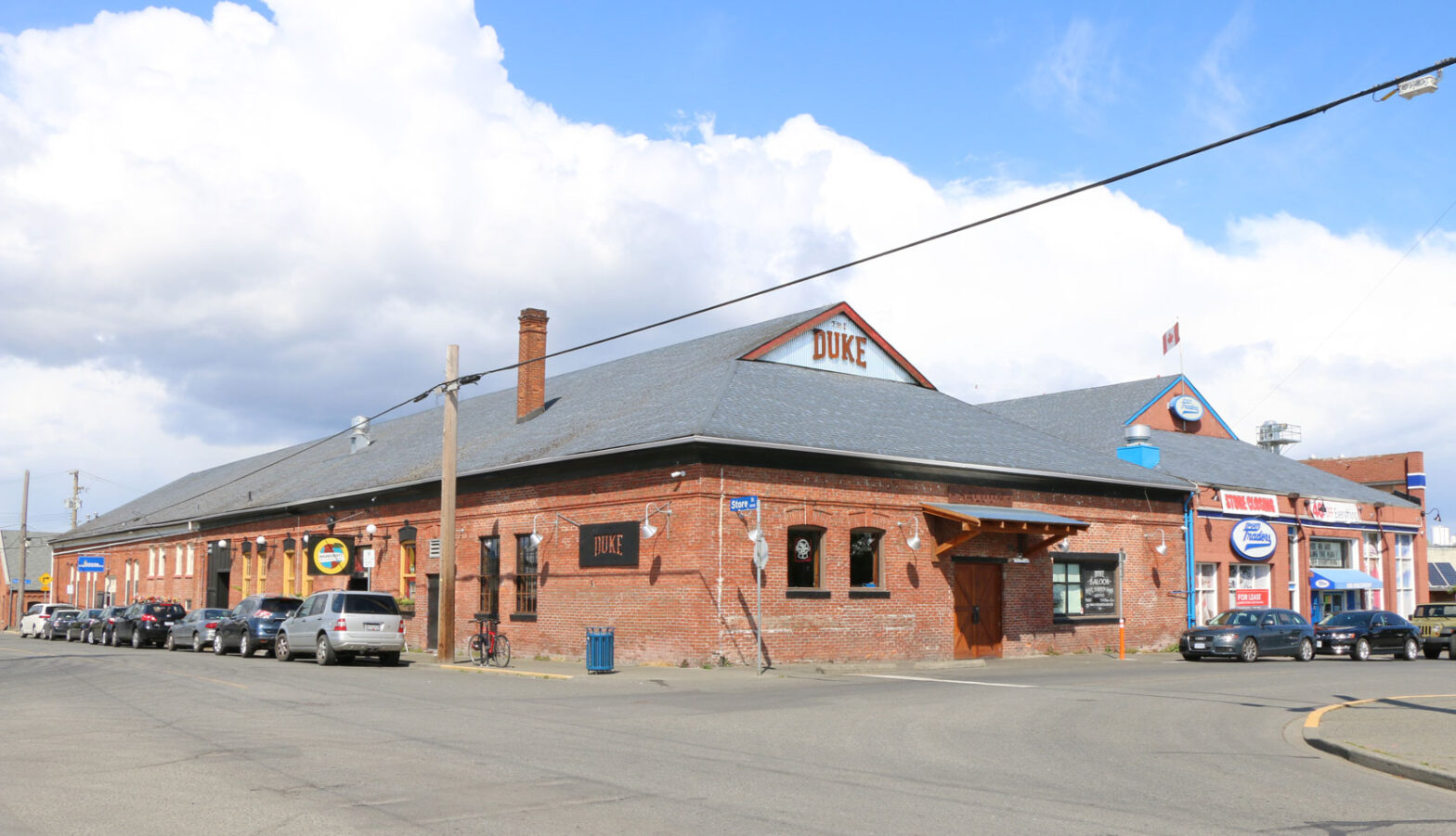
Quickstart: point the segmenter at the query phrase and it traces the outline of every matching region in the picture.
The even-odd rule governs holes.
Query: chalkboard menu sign
[[[1115,566],[1082,567],[1082,608],[1085,615],[1117,615]]]
[[[641,531],[636,522],[603,522],[581,526],[581,568],[638,564]]]

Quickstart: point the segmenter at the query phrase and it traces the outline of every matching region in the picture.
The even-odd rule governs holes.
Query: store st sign
[[[1278,497],[1271,493],[1219,491],[1224,513],[1278,516]]]
[[[1309,516],[1319,522],[1360,522],[1360,506],[1353,502],[1312,499]]]
[[[1235,554],[1243,560],[1268,560],[1274,554],[1277,539],[1274,526],[1262,519],[1245,519],[1233,526],[1229,535]]]

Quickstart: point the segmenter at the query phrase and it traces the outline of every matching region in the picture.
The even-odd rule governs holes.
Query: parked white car
[[[32,603],[25,616],[20,618],[20,638],[41,638],[45,635],[45,625],[58,609],[76,609],[74,603]]]

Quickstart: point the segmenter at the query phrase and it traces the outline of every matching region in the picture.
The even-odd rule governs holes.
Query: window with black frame
[[[515,535],[515,615],[536,615],[536,544],[531,535]]]
[[[1117,554],[1063,552],[1051,564],[1051,614],[1057,619],[1117,618]]]
[[[788,586],[791,589],[818,589],[820,584],[820,541],[824,529],[796,526],[789,529]]]
[[[501,538],[480,538],[480,609],[499,612],[501,606]]]
[[[879,544],[885,532],[878,528],[856,528],[849,532],[849,586],[879,587]]]

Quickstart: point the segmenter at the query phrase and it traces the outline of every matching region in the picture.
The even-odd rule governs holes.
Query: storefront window
[[[515,535],[515,612],[536,615],[536,582],[539,580],[536,544],[531,535]]]
[[[1385,544],[1380,541],[1380,535],[1379,534],[1374,534],[1374,532],[1366,534],[1366,536],[1364,536],[1364,552],[1366,552],[1366,574],[1369,574],[1370,577],[1373,577],[1376,580],[1380,580],[1383,583],[1383,580],[1385,580],[1385,571],[1382,571],[1382,568],[1385,566],[1385,560],[1383,560],[1385,558]],[[1372,589],[1369,592],[1369,595],[1370,595],[1370,606],[1373,609],[1385,609],[1385,590],[1383,589]]]
[[[501,538],[480,538],[480,612],[499,612]]]
[[[1309,567],[1310,568],[1347,568],[1345,555],[1350,542],[1344,539],[1310,539]]]
[[[879,541],[884,535],[878,528],[856,528],[849,532],[850,586],[879,586]]]
[[[1208,624],[1219,612],[1219,564],[1200,563],[1194,576],[1194,619]]]
[[[789,529],[788,567],[789,587],[817,589],[820,584],[820,539],[823,528],[798,526]]]
[[[1270,595],[1270,567],[1236,563],[1229,567],[1229,606],[1274,606]]]
[[[1415,612],[1415,538],[1408,534],[1395,535],[1395,611]]]
[[[1051,614],[1112,618],[1118,614],[1117,555],[1066,554],[1051,564]]]

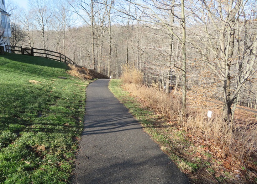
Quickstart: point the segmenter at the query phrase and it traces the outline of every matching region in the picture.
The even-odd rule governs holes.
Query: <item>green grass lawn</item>
[[[0,56],[0,183],[69,182],[89,81],[67,69],[39,57]]]

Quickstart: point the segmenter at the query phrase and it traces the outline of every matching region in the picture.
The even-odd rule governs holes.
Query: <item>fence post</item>
[[[34,56],[34,49],[33,48],[33,47],[31,48],[31,56]]]

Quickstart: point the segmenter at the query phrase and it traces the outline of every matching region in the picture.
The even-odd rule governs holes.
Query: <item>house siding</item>
[[[3,4],[3,3],[2,3],[2,1],[0,0],[0,9],[5,11],[5,6]]]

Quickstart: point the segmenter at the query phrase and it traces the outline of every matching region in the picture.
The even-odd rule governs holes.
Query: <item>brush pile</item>
[[[95,78],[109,78],[108,76],[97,72],[94,70],[88,69],[84,67],[68,64],[70,75],[81,78],[92,79]]]

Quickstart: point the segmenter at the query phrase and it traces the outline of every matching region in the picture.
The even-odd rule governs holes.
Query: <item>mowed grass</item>
[[[67,69],[36,57],[0,56],[0,183],[69,182],[89,81]]]

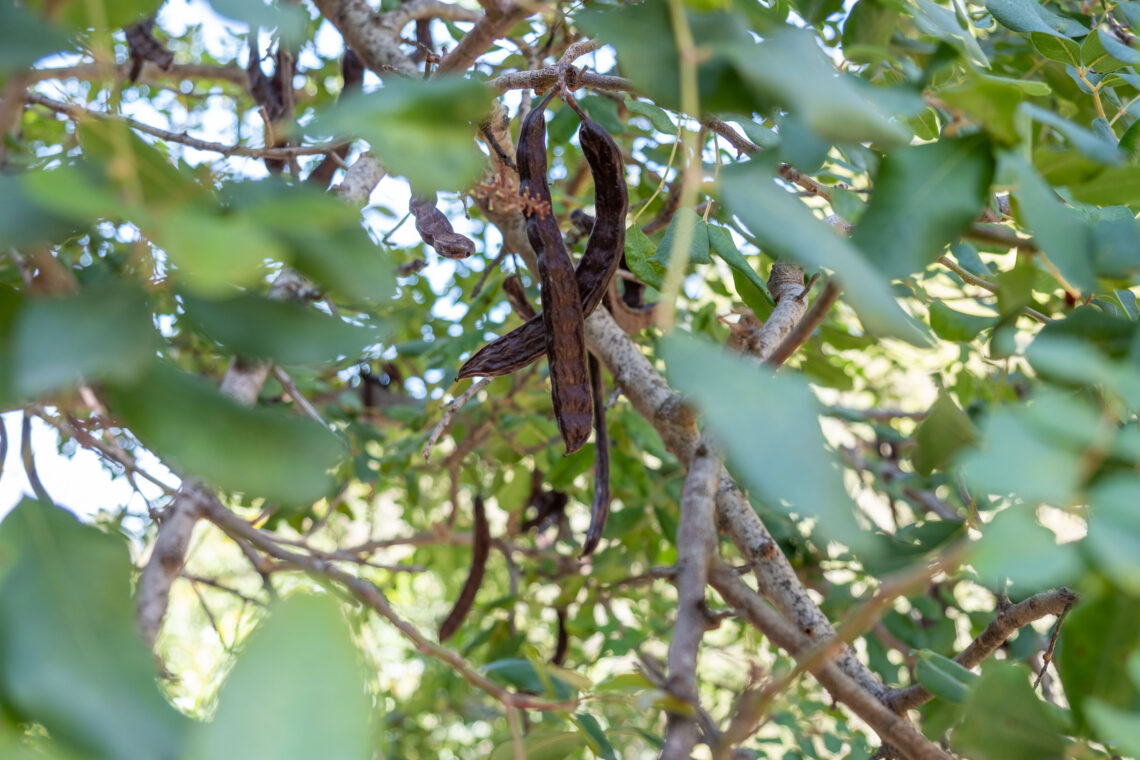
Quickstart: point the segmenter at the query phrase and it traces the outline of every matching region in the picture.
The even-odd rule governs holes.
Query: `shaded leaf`
[[[920,271],[977,218],[993,175],[994,160],[984,138],[945,139],[888,153],[852,242],[887,277]]]
[[[730,467],[756,496],[773,508],[815,517],[817,532],[856,553],[872,546],[855,522],[820,431],[819,403],[801,378],[772,375],[679,333],[665,340],[661,356],[669,381],[705,414]],[[773,434],[757,435],[762,430]]]
[[[748,226],[768,255],[787,256],[808,267],[825,267],[844,286],[868,330],[917,344],[926,332],[902,310],[882,276],[860,250],[815,218],[799,201],[779,189],[756,162],[723,172],[720,197]]]
[[[24,500],[0,555],[0,701],[93,758],[177,757],[188,721],[137,632],[127,544]]]
[[[227,491],[310,504],[332,490],[328,471],[345,453],[314,420],[247,409],[163,362],[133,384],[108,385],[107,397],[147,448]]]
[[[329,597],[277,604],[242,648],[213,720],[195,727],[187,760],[367,760],[370,700],[356,646]]]

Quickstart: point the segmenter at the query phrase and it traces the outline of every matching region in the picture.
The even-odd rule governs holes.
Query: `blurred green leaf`
[[[87,757],[177,757],[188,721],[137,632],[125,541],[25,499],[0,555],[0,701]]]
[[[586,747],[586,737],[579,732],[535,732],[522,739],[527,760],[563,760]],[[514,760],[518,758],[514,742],[496,746],[488,760]]]
[[[966,702],[978,675],[930,649],[918,653],[914,677],[935,696],[950,702]]]
[[[226,677],[213,720],[187,742],[187,760],[367,760],[370,700],[336,603],[294,595],[270,611]]]
[[[726,264],[732,268],[733,281],[736,285],[736,293],[760,319],[767,319],[772,313],[775,302],[768,294],[768,286],[760,276],[756,273],[752,265],[736,248],[732,239],[732,234],[725,227],[717,224],[708,226],[709,250],[720,256]]]
[[[914,431],[914,469],[929,475],[945,467],[962,448],[978,438],[964,411],[942,393]]]
[[[235,353],[286,365],[356,359],[381,338],[376,324],[353,325],[311,305],[256,295],[223,301],[184,295],[182,304],[190,321]]]
[[[657,246],[646,237],[640,227],[633,224],[626,228],[626,264],[637,279],[661,289],[665,281],[665,267],[657,261]]]
[[[1023,506],[999,513],[984,526],[970,563],[988,588],[1003,589],[1009,579],[1018,596],[1072,582],[1082,566],[1076,547],[1058,544]]]
[[[954,311],[942,301],[930,304],[930,328],[944,341],[966,342],[997,324],[996,317],[979,317]]]
[[[1020,663],[990,660],[966,702],[951,745],[972,760],[1053,760],[1065,753],[1049,711]]]
[[[977,136],[888,153],[852,242],[887,277],[920,271],[977,218],[993,175],[988,140]]]
[[[815,531],[856,553],[873,546],[856,523],[842,476],[824,446],[820,407],[793,375],[772,375],[694,337],[661,344],[669,381],[691,397],[730,467],[769,507],[814,517]],[[756,435],[758,430],[779,431]],[[795,472],[795,477],[788,473]],[[783,505],[790,505],[784,507]]]
[[[1056,662],[1078,730],[1088,725],[1089,700],[1140,710],[1140,688],[1126,667],[1138,648],[1140,602],[1115,588],[1085,596],[1065,618]]]
[[[860,250],[816,219],[795,196],[779,189],[763,164],[750,162],[726,169],[720,197],[768,255],[833,270],[842,283],[844,299],[868,330],[915,344],[929,342]]]
[[[491,91],[458,76],[386,77],[374,92],[350,93],[307,128],[329,137],[360,137],[384,167],[408,179],[415,193],[454,190],[482,172],[473,134]]]
[[[311,504],[333,489],[328,471],[347,453],[318,423],[249,409],[164,362],[136,383],[108,385],[107,397],[114,414],[158,456],[251,497]]]

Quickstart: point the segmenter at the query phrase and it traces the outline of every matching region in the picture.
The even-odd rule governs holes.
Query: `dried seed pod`
[[[475,252],[475,242],[466,235],[459,235],[451,227],[451,220],[435,207],[437,196],[412,196],[408,210],[416,218],[416,231],[435,253],[448,259],[466,259]]]
[[[475,532],[472,539],[471,572],[459,591],[459,598],[455,600],[455,606],[448,613],[447,619],[439,627],[439,640],[446,641],[459,630],[464,618],[471,612],[471,606],[475,603],[475,594],[483,582],[483,574],[487,572],[487,557],[491,551],[491,531],[487,525],[487,512],[483,508],[483,497],[475,497]]]
[[[515,163],[523,195],[551,201],[546,181],[546,105],[549,95],[522,120]],[[592,424],[592,398],[586,369],[586,336],[583,304],[573,262],[562,242],[562,232],[553,214],[527,213],[527,237],[538,254],[538,277],[542,281],[543,327],[546,358],[549,361],[551,399],[554,419],[562,433],[567,453],[585,446]]]
[[[602,367],[594,354],[589,354],[589,382],[594,392],[594,502],[589,508],[589,529],[581,547],[583,557],[588,557],[597,548],[610,514],[610,436],[605,432]]]
[[[583,316],[588,317],[602,301],[625,251],[629,196],[621,149],[613,138],[589,120],[583,121],[578,134],[594,175],[597,210],[586,252],[575,273]],[[542,319],[536,317],[477,351],[459,368],[458,376],[510,375],[542,357],[544,348]]]

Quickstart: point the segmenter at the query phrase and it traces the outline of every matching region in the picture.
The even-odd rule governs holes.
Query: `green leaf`
[[[63,299],[26,299],[11,328],[14,390],[24,398],[81,379],[129,379],[158,345],[146,296],[111,285]]]
[[[1029,34],[1029,42],[1037,49],[1037,52],[1050,60],[1062,63],[1066,66],[1081,65],[1081,46],[1067,36],[1058,36],[1052,32],[1033,32]]]
[[[703,341],[674,333],[661,345],[669,381],[692,398],[731,469],[772,508],[816,518],[815,530],[856,553],[873,546],[820,431],[820,407],[795,375],[772,375]],[[758,430],[780,431],[756,435]],[[788,473],[795,472],[795,477]],[[784,504],[790,505],[783,507]]]
[[[144,227],[166,252],[176,276],[204,296],[229,295],[235,286],[261,280],[271,261],[286,251],[245,215],[222,216],[197,206],[173,211]]]
[[[52,21],[68,24],[76,30],[95,28],[98,32],[113,32],[154,14],[162,2],[161,0],[100,0],[99,2],[32,0],[27,5],[39,8]]]
[[[1082,566],[1074,545],[1057,544],[1053,532],[1021,506],[999,513],[984,526],[970,564],[987,587],[1001,589],[1009,580],[1019,596],[1072,582]]]
[[[0,557],[0,702],[87,757],[177,757],[188,721],[137,632],[127,544],[24,500]]]
[[[905,144],[907,130],[838,75],[815,39],[805,30],[783,28],[759,44],[726,46],[723,54],[758,98],[788,108],[825,140]],[[796,76],[787,76],[789,71]]]
[[[842,283],[844,299],[869,332],[915,344],[929,343],[926,330],[902,310],[882,276],[858,248],[779,189],[763,164],[750,162],[725,170],[720,197],[768,255],[833,270]]]
[[[889,278],[921,271],[977,218],[993,175],[985,138],[888,153],[852,242]]]
[[[593,750],[596,757],[603,760],[618,760],[618,753],[613,751],[613,745],[610,744],[610,739],[605,736],[605,732],[602,730],[597,718],[586,712],[579,712],[572,720],[585,735],[586,741],[589,743],[589,749]]]
[[[250,635],[188,741],[187,760],[366,760],[372,703],[360,657],[331,597],[294,595]]]
[[[1039,245],[1069,283],[1082,291],[1096,287],[1092,269],[1092,231],[1072,206],[1056,196],[1041,177],[1020,158],[1008,157],[1016,172],[1012,191],[1018,219],[1031,230]]]
[[[772,295],[768,293],[767,285],[736,248],[736,244],[733,242],[732,234],[727,228],[709,224],[708,234],[710,250],[732,268],[733,281],[736,285],[736,293],[740,295],[741,301],[757,317],[766,319],[775,305]]]
[[[342,98],[308,130],[368,140],[384,167],[406,177],[415,193],[456,189],[483,169],[471,136],[491,96],[484,84],[458,76],[388,77],[380,90]]]
[[[1097,698],[1088,700],[1084,709],[1099,738],[1124,754],[1140,757],[1140,712],[1119,710]]]
[[[527,760],[564,760],[587,746],[586,737],[579,732],[534,732],[522,739]],[[496,746],[487,760],[514,760],[514,742]]]
[[[982,330],[997,325],[997,317],[964,314],[947,307],[942,301],[930,304],[930,328],[945,340],[964,343],[976,338]]]
[[[740,74],[723,51],[726,46],[751,43],[748,23],[720,10],[686,9],[693,41],[709,55],[697,67],[697,90],[702,113],[747,113],[758,104],[742,87]],[[657,105],[681,108],[681,65],[669,9],[663,2],[589,8],[573,15],[575,26],[612,44],[618,64],[638,92]]]
[[[329,493],[328,471],[345,455],[323,425],[249,409],[163,362],[106,391],[111,408],[147,448],[227,491],[311,504]]]
[[[929,475],[950,464],[955,453],[977,439],[974,423],[943,393],[914,431],[914,469]]]
[[[311,305],[251,294],[223,301],[184,295],[182,304],[192,322],[235,353],[286,365],[356,359],[381,338],[378,325],[353,325]]]
[[[1089,493],[1088,556],[1117,586],[1140,596],[1140,480],[1112,475]]]
[[[1089,68],[1094,68],[1098,74],[1108,74],[1109,72],[1115,72],[1124,68],[1125,62],[1113,58],[1108,50],[1105,48],[1101,41],[1101,35],[1098,33],[1090,34],[1081,43],[1081,63]],[[1125,44],[1119,46],[1124,55],[1134,54],[1131,48]],[[1137,62],[1140,62],[1140,54],[1134,56]]]
[[[1074,124],[1067,119],[1032,103],[1023,103],[1017,108],[1019,113],[1029,119],[1047,124],[1060,132],[1069,141],[1069,145],[1089,158],[1102,164],[1119,164],[1124,162],[1124,154],[1117,146],[1101,139],[1091,130]]]
[[[653,261],[662,268],[668,269],[669,262],[673,260],[673,248],[676,245],[674,240],[677,237],[677,229],[683,223],[689,223],[693,232],[692,242],[689,244],[689,252],[681,259],[681,265],[712,263],[712,260],[709,258],[709,226],[692,209],[678,209],[677,213],[673,215],[669,228],[665,230],[665,237],[661,238],[661,245],[657,246],[657,253],[653,254]]]
[[[23,6],[0,3],[0,72],[30,68],[40,58],[71,48],[59,27]]]
[[[975,760],[1053,760],[1066,744],[1020,663],[991,660],[982,668],[951,745]]]
[[[1065,619],[1062,630],[1057,671],[1076,728],[1088,725],[1085,704],[1092,698],[1119,710],[1140,710],[1140,690],[1126,667],[1140,647],[1140,600],[1105,588],[1082,598]]]
[[[978,680],[974,671],[930,649],[919,651],[914,677],[935,696],[955,703],[964,702]]]
[[[656,106],[649,100],[634,100],[626,96],[626,108],[648,119],[653,129],[662,134],[674,136],[677,133],[677,128],[665,108]]]
[[[529,694],[547,694],[555,700],[570,700],[576,693],[575,687],[554,675],[553,669],[536,665],[521,657],[489,662],[483,665],[483,672],[491,680]]]
[[[640,227],[633,224],[626,229],[626,264],[629,271],[637,275],[641,281],[660,291],[665,281],[665,267],[657,261],[653,255],[656,252],[657,246]]]
[[[960,460],[967,481],[984,493],[1016,493],[1029,504],[1066,505],[1081,480],[1081,463],[1069,447],[1050,440],[1012,410],[991,415],[983,443]]]
[[[1034,0],[986,0],[986,10],[1002,26],[1007,26],[1015,32],[1028,34],[1041,32],[1044,34],[1056,34],[1058,30],[1045,24],[1041,17],[1041,6]]]
[[[963,28],[959,15],[950,8],[944,8],[930,0],[917,0],[914,24],[922,32],[960,50],[970,63],[990,67],[990,59],[982,51],[982,47],[974,38],[974,32]]]
[[[365,304],[396,291],[394,264],[360,226],[358,209],[329,193],[284,182],[235,182],[223,199],[293,254],[293,265],[335,294]]]
[[[1109,166],[1085,182],[1069,185],[1069,193],[1082,203],[1124,204],[1140,211],[1140,166]]]
[[[1045,89],[1048,91],[1048,85]],[[938,90],[943,101],[976,119],[1004,145],[1015,145],[1020,140],[1015,116],[1017,104],[1024,96],[1024,90],[1008,83],[1008,80],[986,76],[968,75],[963,83]]]

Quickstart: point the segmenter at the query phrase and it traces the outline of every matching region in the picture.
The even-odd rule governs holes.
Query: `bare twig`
==========
• **WHAT TO DO**
Can you scale down the lines starting at the very first one and ending at the one that contains "[[[641,531],[636,522],[603,522],[581,526],[581,568],[638,564]]]", giving them all again with their requests, and with every polygon coordinate in the answers multiplied by 0.2 and rounded to a whole number, halves up? Leave the pictures out of your answer.

• **ANSWER TO THIS EXERCISE**
Quickstart: point the segmenter at the query phrase and it traces the outline of every matching region in the picture.
The even-odd rule governs holes.
Query: chalkboard menu sign
[[[223,113],[216,113],[216,122],[217,123],[223,123]]]
[[[128,106],[127,104],[121,104],[116,105],[116,114],[128,113]]]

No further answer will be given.